--- start of SELECTED EXCERPT ---

1. Introduction
The rapid development of modern society has brought with it issues, including energy shortages and environmental pollution. To overcome these issues, it is crucial to exploit renewable energy (RE) [
1,
2] resources. In recent years, the installed capacities of RE have been rapidly increasing around the world. For example, in China, the generating capacities of wind power and photovoltaic (PV) power were 131 GW and 42 GW, respectively, by the end of 2015 [
3]. Moreover, according to a recent report by the Energy Research Institute of the Chinese National Development and Reform Commission, both the RE electricity integration ratios of wind power and PV power are expected to reach approximately 30%, and their sum may rise to as much as 63% by 2050 [
4,
5]. However, the increased penetration of RE resources into distribution systems may lead to bidirectional power flow and bring abundant volatility and uncertainty, resulting in tremendous challenges to traditional distribution networks. To deal with these issues, traditional distribution networks are gradually evolving from a passive mode to an active mode. Hence, the concept of Active Distribution Networks (ADNs) [
6,
7,
8,
9] has been proposed. In the context of ADNs, distributed energy resources (DERs) (containing RE generators), controllable loads, and energy storage equipment can be actively adjusted using intelligent control techniques to attain specific operation objectives [
10].
The extant research has been primarily focused on the control [
11,
12], protection [
13,
14], and dispatching [
15,
16,
17,
18] of ADNs. This study will investigate optimal ADN dispatching. Golshannavaz et al. [
15] presented an optimal operational scheduling framework for intelligent distribution systems that are aimed at minimizing the day-ahead total operation costs to optimally control the active elements of distributed generations, the network, and demand response loads. In Ref. [
16], the objective of the operation model was to maximize the social welfare in a real-time distribution energy market based on locational marginal prices. A new probabilistic methodology was proposed to assess the impact of residential demand response considering the uncertainties associated with load demand, user preferences, environmental conditions, house thermal behavior, and wholesale market prices. In addition, Safdarian et al. [
17] developed a distribution company’s stochastic operation framework, consisting of the day-ahead operation and real-time operation stages. The objective of the two stages was to minimize the expected operating costs. In Ref. [
18], a bi-level optimization model of distribution networks with several micro-grids was built, with the upper level being aimed at maximizing the distribution networks’ profit and the lower level aimed at minimizing the micro-grids’ cost.

--- end of SELECTED EXCERPT ---
--- start of EXTRACTED INFORMATION ---

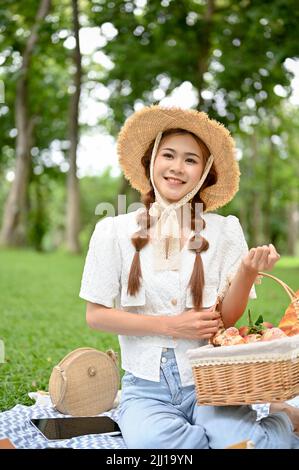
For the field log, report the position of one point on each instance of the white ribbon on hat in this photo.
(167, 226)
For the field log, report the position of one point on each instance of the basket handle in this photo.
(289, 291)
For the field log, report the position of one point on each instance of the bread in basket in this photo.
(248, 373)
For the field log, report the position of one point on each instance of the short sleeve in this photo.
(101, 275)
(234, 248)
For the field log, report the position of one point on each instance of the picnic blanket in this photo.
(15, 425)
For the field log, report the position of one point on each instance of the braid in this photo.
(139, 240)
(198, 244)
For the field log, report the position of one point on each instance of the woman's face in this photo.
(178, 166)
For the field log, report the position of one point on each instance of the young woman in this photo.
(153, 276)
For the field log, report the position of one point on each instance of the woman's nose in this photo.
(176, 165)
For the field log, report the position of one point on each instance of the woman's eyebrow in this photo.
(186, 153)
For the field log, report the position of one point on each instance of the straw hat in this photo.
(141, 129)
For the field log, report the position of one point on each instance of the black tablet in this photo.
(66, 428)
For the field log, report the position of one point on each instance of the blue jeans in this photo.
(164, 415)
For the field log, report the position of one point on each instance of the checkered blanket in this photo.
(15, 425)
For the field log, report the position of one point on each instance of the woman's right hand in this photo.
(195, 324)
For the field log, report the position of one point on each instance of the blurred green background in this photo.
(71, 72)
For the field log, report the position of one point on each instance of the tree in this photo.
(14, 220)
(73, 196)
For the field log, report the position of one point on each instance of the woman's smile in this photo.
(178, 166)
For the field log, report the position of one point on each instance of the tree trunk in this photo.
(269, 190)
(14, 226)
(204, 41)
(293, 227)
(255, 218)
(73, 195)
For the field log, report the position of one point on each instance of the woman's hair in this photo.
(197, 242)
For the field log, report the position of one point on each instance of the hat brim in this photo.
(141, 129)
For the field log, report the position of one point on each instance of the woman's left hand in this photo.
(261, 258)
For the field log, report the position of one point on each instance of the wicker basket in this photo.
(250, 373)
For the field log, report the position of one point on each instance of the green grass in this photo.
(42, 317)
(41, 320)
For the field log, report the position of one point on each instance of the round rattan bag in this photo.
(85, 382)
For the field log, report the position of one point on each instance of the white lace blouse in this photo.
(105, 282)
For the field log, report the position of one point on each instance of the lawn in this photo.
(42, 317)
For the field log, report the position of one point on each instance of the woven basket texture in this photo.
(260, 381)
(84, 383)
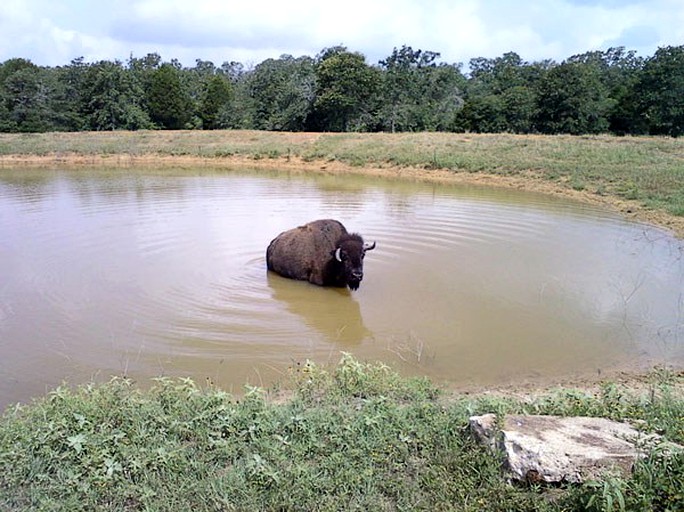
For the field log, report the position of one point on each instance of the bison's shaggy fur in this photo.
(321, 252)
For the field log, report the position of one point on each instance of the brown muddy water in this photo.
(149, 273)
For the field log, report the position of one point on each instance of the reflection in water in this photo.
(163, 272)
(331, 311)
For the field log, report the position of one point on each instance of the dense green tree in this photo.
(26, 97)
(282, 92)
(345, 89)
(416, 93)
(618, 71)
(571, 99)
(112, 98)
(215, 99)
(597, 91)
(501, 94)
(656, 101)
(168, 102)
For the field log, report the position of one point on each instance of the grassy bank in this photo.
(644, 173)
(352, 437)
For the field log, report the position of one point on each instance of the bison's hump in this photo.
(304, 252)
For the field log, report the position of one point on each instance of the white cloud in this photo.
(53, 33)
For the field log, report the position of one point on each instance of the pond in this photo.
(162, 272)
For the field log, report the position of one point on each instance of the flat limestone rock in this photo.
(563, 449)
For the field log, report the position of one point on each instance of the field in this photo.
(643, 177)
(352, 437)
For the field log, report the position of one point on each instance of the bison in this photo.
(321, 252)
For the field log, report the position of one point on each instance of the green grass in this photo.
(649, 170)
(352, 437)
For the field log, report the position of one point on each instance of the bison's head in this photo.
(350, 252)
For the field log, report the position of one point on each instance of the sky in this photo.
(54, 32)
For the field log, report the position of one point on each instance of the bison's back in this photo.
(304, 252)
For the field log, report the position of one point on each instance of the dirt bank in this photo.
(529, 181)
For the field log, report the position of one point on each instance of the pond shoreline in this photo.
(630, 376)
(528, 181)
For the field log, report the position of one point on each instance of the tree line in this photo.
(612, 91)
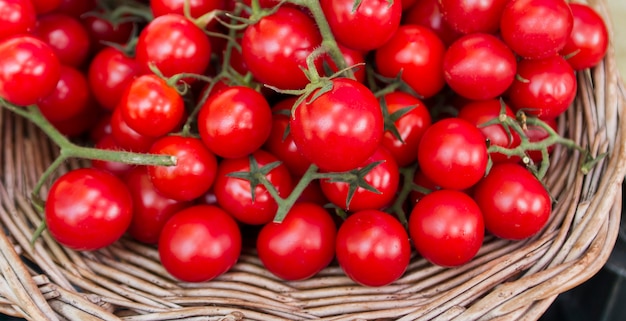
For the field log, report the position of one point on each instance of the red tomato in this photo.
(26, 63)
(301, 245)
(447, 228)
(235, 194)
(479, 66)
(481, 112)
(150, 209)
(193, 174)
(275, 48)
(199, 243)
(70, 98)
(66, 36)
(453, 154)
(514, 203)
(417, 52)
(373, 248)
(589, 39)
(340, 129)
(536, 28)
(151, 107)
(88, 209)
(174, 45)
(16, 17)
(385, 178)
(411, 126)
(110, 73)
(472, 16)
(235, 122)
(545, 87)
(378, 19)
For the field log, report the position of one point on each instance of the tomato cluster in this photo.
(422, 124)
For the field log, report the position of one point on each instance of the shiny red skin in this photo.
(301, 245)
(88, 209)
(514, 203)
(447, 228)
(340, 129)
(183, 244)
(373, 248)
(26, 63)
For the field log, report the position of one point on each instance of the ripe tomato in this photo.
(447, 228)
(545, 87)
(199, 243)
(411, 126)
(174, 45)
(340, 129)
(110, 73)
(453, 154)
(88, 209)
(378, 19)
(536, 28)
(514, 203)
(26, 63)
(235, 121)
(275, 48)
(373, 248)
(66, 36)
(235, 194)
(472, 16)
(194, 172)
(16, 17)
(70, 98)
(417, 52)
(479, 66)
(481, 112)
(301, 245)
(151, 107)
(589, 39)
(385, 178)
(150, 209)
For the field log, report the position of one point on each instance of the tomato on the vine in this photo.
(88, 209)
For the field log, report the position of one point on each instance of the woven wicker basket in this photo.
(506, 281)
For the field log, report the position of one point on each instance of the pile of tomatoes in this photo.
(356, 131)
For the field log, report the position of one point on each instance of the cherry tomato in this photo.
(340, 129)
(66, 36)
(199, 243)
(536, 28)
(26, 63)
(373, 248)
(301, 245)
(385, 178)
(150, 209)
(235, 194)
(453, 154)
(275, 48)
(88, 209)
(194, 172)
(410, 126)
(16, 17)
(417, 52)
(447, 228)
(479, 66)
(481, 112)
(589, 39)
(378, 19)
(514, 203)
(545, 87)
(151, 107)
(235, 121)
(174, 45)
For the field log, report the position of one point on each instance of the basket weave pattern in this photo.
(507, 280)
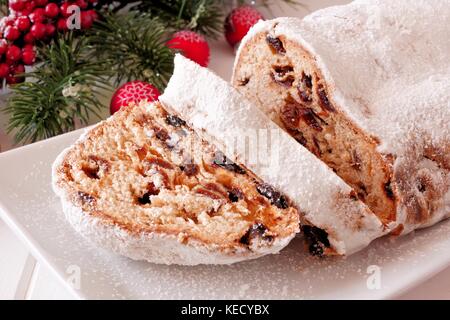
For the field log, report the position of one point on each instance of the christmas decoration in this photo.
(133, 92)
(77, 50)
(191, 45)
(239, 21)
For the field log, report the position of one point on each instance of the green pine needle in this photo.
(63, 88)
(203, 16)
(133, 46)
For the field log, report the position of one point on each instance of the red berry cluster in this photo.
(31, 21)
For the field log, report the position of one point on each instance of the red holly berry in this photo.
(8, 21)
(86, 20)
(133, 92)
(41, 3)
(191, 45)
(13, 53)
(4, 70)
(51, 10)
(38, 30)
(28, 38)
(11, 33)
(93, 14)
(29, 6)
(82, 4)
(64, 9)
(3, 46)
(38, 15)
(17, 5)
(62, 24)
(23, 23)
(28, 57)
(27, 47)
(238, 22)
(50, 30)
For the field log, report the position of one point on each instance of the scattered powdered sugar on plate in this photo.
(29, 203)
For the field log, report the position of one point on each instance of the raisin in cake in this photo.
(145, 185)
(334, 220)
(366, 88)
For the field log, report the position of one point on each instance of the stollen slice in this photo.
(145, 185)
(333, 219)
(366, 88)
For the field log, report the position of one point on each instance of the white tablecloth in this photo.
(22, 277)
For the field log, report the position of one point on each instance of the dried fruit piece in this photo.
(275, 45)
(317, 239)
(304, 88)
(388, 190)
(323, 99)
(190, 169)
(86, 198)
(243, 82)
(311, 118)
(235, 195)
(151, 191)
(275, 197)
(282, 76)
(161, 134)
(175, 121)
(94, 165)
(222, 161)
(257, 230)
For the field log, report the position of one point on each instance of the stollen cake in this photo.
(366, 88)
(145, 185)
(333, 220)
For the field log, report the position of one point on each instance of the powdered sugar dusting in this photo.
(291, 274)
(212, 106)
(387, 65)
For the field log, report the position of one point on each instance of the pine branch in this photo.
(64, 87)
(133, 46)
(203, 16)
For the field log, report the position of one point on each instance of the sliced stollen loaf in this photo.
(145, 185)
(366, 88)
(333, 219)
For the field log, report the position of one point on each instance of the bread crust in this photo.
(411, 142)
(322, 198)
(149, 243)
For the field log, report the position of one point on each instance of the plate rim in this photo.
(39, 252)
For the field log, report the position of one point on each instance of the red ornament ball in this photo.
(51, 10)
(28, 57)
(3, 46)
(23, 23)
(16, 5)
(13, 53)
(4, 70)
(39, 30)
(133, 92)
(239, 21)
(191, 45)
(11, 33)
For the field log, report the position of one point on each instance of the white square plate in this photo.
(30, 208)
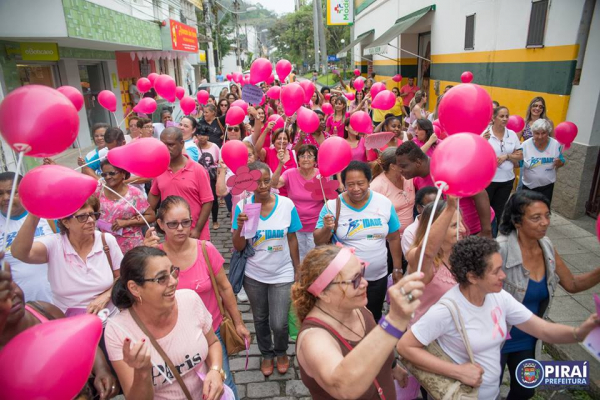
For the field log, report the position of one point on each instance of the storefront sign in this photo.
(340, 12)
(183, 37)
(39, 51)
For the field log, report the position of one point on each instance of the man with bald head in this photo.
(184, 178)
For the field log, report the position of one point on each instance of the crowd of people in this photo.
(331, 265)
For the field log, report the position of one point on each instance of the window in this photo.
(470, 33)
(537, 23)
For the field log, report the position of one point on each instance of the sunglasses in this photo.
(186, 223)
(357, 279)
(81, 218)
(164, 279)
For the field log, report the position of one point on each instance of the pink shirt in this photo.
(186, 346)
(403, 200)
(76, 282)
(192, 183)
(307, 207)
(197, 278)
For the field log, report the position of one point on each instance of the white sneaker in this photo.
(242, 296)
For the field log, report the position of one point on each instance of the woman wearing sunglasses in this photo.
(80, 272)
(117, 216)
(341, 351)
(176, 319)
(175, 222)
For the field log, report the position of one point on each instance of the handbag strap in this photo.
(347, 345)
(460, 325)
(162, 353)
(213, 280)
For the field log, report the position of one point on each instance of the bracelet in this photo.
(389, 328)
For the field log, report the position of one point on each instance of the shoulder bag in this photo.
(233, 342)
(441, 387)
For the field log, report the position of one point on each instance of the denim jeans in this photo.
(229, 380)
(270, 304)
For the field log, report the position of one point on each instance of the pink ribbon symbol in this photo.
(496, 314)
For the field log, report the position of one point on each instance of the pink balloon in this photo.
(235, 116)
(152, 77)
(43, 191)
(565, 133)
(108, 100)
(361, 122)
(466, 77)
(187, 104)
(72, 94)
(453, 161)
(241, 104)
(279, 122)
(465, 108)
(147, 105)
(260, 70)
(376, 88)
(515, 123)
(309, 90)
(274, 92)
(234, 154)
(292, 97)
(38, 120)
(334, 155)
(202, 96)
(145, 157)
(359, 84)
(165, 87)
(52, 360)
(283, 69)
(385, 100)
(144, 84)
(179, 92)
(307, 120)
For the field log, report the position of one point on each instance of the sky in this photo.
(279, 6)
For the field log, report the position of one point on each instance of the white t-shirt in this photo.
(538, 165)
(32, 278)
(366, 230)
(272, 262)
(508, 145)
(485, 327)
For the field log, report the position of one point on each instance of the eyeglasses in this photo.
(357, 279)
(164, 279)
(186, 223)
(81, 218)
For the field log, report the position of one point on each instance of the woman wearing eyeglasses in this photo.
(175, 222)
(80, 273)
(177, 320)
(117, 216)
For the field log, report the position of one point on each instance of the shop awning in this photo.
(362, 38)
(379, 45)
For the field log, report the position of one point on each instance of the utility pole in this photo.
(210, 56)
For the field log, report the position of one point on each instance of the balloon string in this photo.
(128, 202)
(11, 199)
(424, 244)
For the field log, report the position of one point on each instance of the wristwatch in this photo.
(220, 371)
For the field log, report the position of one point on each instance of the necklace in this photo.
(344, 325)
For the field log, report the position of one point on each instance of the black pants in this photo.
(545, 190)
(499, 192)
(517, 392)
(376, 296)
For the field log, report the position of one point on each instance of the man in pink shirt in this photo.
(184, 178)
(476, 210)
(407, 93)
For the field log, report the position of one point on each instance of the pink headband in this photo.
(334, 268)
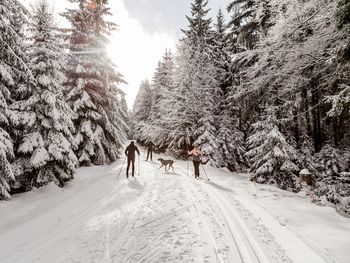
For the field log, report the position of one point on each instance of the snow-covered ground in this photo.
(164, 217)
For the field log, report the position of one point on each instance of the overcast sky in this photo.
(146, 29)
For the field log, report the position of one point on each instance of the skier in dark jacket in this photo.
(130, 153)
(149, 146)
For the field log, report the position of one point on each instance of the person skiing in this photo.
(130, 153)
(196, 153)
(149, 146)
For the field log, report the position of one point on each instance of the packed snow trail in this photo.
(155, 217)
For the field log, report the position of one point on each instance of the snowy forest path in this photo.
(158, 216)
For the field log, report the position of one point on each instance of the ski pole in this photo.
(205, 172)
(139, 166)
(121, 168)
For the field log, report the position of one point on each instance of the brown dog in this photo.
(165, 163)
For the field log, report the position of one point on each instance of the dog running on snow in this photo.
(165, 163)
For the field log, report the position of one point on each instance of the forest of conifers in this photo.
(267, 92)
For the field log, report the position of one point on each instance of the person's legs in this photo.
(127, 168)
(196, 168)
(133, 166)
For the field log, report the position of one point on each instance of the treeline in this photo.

--- end of EXTRACTED INFORMATION ---

▸ EXERCISE
Reproduce the entire introduction on active distribution networks above, word for word.

▸ WRITTEN ANSWER
1. Introduction
The rapid development of modern society has brought with it issues, including energy shortages and environmental pollution. To overcome these issues, it is crucial to exploit renewable energy (RE) [
1,
2] resources. In recent years, the installed capacities of RE have been rapidly increasing around the world. For example, in China, the generating capacities of wind power and photovoltaic (PV) power were 131 GW and 42 GW, respectively, by the end of 2015 [
3]. Moreover, according to a recent report by the Energy Research Institute of the Chinese National Development and Reform Commission, both the RE electricity integration ratios of wind power and PV power are expected to reach approximately 30%, and their sum may rise to as much as 63% by 2050 [
4,
5]. However, the increased penetration of RE resources into distribution systems may lead to bidirectional power flow and bring abundant volatility and uncertainty, resulting in tremendous challenges to traditional distribution networks. To deal with these issues, traditional distribution networks are gradually evolving from a passive mode to an active mode. Hence, the concept of Active Distribution Networks (ADNs) [
6,
7,
8,
9] has been proposed. In the context of ADNs, distributed energy resources (DERs) (containing RE generators), controllable loads, and energy storage equipment can be actively adjusted using intelligent control techniques to attain specific operation objectives [
10].
The extant research has been primarily focused on the control [
11,
12], protection [
13,
14], and dispatching [
15,
16,
17,
18] of ADNs. This study will investigate optimal ADN dispatching. Golshannavaz et al. [
15] presented an optimal operational scheduling framework for intelligent distribution systems that are aimed at minimizing the day-ahead total operation costs to optimally control the active elements of distributed generations, the network, and demand response loads. In Ref. [
16], the objective of the operation model was to maximize the social welfare in a real-time distribution energy market based on locational marginal prices. A new probabilistic methodology was proposed to assess the impact of residential demand response considering the uncertainties associated with load demand, user preferences, environmental conditions, house thermal behavior, and wholesale market prices. In addition, Safdarian et al. [
17] developed a distribution company’s stochastic operation framework, consisting of the day-ahead operation and real-time operation stages. The objective of the two stages was to minimize the expected operating costs. In Ref. [
18], a bi-level optimization model of distribution networks with several micro-grids was built, with the upper level being aimed at maximizing the distribution networks’ profit and the lower level aimed at minimizing the micro-grids’ cost.